:: TASK BRIEF ::
Please revise each of the items below so that "single point" becomes "single dot", leaving everything else unchanged.

------ MATERIAL SUPPLIED

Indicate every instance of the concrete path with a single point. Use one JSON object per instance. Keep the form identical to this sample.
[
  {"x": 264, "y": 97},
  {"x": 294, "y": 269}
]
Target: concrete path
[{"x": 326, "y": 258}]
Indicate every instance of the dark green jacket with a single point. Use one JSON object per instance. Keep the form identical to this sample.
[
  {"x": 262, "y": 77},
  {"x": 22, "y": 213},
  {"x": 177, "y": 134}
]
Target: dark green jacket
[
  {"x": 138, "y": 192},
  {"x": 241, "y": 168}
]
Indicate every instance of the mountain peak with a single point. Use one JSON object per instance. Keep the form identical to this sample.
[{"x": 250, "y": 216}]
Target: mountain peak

------------

:: ANSWER TO THE TASK ::
Indicate every instance of the concrete path with a single dot. Use one JSON object per instance. Keep the form identical to this sample.
[
  {"x": 264, "y": 97},
  {"x": 294, "y": 269}
]
Target: concrete path
[{"x": 326, "y": 258}]
Indicate every instance of the dark green jacket with a single dot. Use one JSON object per instance. Keep the form identical to this sample.
[
  {"x": 262, "y": 77},
  {"x": 22, "y": 213},
  {"x": 177, "y": 134}
]
Target: dark green jacket
[
  {"x": 138, "y": 192},
  {"x": 241, "y": 168}
]
Indicate every instance of the mountain peak with a single dot. Use one JSON object per instance. Keep the form identical to this sample.
[{"x": 250, "y": 216}]
Target: mountain peak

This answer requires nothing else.